- Record set:
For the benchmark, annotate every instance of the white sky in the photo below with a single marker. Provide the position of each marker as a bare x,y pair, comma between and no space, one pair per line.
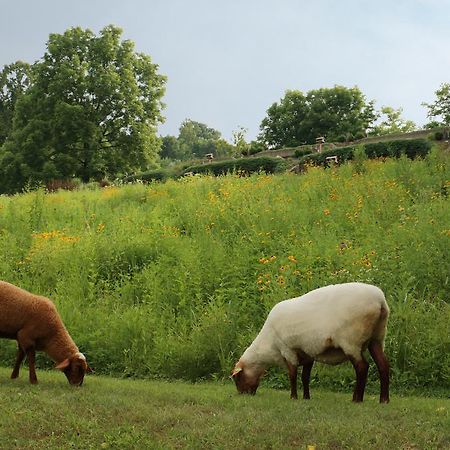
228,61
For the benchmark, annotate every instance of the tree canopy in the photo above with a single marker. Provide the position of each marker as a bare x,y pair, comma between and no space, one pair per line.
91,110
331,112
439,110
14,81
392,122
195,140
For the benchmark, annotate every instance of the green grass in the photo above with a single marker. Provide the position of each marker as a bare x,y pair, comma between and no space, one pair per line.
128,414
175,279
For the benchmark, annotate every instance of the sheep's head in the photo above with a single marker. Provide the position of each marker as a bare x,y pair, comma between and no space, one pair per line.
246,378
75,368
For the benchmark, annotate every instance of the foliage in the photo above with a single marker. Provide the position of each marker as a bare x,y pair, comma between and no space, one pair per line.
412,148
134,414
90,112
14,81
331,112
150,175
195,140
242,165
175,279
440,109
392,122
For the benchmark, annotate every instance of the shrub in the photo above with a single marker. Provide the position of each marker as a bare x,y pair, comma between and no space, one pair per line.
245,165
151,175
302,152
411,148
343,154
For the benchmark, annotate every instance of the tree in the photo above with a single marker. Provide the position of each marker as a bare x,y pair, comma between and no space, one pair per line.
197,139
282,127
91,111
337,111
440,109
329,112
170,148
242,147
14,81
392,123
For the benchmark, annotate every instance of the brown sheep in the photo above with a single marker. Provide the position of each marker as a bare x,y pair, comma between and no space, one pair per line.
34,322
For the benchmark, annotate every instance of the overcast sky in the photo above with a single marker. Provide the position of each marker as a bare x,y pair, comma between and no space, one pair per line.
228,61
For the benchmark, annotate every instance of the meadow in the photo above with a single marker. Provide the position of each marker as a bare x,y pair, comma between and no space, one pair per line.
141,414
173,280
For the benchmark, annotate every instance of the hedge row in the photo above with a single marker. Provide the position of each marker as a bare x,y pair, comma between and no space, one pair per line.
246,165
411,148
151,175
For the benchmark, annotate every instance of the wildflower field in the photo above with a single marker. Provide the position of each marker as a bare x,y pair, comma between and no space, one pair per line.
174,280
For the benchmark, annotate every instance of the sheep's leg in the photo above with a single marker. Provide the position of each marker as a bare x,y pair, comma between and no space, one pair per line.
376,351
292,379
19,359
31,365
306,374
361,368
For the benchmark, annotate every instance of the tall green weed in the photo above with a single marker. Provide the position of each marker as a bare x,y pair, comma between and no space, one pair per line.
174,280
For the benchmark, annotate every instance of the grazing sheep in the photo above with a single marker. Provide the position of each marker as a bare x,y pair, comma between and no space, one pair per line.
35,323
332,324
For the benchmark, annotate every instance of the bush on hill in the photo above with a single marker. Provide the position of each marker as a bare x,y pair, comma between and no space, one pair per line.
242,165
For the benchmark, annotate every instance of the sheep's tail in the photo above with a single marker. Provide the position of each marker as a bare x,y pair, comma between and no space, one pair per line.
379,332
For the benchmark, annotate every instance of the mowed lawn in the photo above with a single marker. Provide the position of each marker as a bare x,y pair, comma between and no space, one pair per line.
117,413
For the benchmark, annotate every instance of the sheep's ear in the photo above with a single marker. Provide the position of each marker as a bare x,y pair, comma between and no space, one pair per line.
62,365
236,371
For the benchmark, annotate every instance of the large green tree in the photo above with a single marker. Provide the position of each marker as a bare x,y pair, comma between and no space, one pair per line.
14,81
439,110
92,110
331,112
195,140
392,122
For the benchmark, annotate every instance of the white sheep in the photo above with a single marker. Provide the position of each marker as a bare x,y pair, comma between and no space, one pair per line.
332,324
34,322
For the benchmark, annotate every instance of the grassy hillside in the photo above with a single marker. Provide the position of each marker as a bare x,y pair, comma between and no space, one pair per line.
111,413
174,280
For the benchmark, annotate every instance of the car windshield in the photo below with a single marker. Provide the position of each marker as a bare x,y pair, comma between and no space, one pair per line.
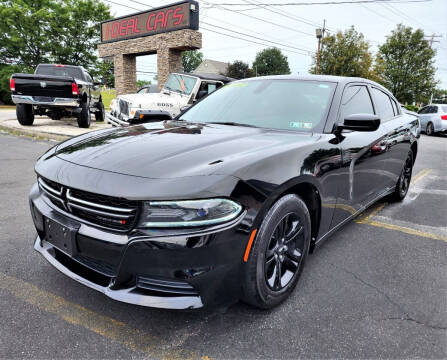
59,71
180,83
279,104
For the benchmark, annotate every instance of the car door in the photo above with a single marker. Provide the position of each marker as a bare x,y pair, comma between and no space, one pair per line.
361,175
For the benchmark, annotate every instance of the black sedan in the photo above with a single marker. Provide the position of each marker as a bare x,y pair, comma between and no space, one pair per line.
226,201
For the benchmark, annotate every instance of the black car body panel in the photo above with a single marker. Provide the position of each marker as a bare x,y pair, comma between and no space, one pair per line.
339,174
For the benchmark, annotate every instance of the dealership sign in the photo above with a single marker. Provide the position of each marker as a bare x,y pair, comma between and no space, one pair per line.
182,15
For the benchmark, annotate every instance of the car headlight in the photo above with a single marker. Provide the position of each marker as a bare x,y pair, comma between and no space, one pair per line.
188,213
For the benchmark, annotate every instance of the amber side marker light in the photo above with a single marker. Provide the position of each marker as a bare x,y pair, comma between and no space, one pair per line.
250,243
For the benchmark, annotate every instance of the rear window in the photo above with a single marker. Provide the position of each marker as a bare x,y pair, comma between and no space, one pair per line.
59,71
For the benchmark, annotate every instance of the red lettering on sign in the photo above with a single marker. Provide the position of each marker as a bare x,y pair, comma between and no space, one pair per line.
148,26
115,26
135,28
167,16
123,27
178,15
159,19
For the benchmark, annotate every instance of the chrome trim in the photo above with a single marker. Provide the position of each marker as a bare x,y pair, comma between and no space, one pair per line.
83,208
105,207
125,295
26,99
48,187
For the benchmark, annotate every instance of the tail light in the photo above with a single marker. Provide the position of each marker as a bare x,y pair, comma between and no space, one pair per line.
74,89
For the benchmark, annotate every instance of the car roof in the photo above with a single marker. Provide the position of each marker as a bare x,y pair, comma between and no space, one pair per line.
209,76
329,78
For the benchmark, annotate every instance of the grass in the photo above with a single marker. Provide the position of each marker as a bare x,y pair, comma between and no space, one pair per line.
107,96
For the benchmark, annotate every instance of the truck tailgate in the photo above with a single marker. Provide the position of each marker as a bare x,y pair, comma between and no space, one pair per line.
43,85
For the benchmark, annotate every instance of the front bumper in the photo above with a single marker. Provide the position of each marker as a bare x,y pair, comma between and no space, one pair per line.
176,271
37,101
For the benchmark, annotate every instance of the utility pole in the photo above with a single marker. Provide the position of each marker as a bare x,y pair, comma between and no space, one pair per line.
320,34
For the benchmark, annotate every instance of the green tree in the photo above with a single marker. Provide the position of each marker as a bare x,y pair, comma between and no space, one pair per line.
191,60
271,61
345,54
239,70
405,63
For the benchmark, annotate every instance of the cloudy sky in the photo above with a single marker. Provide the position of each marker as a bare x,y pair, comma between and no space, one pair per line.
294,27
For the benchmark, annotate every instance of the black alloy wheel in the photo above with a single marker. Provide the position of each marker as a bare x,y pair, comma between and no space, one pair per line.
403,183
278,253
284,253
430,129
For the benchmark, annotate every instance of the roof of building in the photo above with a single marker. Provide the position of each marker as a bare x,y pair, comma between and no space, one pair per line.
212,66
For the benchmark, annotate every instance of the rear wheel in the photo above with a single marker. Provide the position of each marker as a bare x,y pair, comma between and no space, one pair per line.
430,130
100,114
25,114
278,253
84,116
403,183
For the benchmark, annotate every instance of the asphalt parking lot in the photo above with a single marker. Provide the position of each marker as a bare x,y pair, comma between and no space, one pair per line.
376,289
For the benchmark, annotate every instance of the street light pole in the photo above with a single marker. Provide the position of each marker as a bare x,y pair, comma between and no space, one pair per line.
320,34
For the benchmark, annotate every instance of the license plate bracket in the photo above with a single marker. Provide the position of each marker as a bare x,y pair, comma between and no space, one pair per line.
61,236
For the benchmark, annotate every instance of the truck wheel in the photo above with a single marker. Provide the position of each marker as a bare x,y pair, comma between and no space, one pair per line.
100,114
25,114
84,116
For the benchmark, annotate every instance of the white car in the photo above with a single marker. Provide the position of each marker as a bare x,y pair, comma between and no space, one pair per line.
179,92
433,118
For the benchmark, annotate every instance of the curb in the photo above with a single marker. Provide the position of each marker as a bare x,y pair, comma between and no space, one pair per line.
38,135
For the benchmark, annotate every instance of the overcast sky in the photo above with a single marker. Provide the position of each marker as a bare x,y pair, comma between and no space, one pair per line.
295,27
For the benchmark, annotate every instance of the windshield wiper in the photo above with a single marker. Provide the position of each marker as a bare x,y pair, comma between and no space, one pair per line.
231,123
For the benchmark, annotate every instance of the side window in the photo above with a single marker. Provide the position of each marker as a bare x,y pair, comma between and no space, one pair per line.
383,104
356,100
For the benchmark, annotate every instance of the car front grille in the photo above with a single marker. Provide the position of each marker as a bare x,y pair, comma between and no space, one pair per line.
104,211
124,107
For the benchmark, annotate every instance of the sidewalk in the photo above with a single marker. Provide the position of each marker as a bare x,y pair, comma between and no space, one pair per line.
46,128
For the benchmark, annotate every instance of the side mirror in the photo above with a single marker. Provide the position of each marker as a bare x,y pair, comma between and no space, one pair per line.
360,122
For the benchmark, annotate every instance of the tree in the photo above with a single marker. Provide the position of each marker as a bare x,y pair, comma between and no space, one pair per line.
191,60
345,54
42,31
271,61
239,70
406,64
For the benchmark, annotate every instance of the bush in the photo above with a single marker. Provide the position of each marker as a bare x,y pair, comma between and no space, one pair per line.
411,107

- Written instruction: Copy out the records word for word, from the line that contains "For the benchmark, annotate every instance of the sidewalk" through the end of the records.

- Complete response:
For the benchmark, annotate every instance of the sidewalk in the photo above with a single marker. Provide the position of each marker as a bare x,y pair, comma between and no space, one pair per line.
46,128
For the benchmark, annotate every instance of the side mirror in the photo above with a single marker. Provide the position of each marker as a bare x,y pair, comma between and no space, one pair per line.
360,122
For the benchmark, annotate every instance of the tree in the photo above with a single marker. Provide the position of each marker as a bare x,y pair, comma between and no space, one pair per line.
191,60
345,54
42,31
271,61
239,70
406,64
For the benchmark, annotate every instance of the bush in the photo above with a single marker. Provide the position of each marker as a bare x,y pair, comma between and no space, one pair per line.
411,107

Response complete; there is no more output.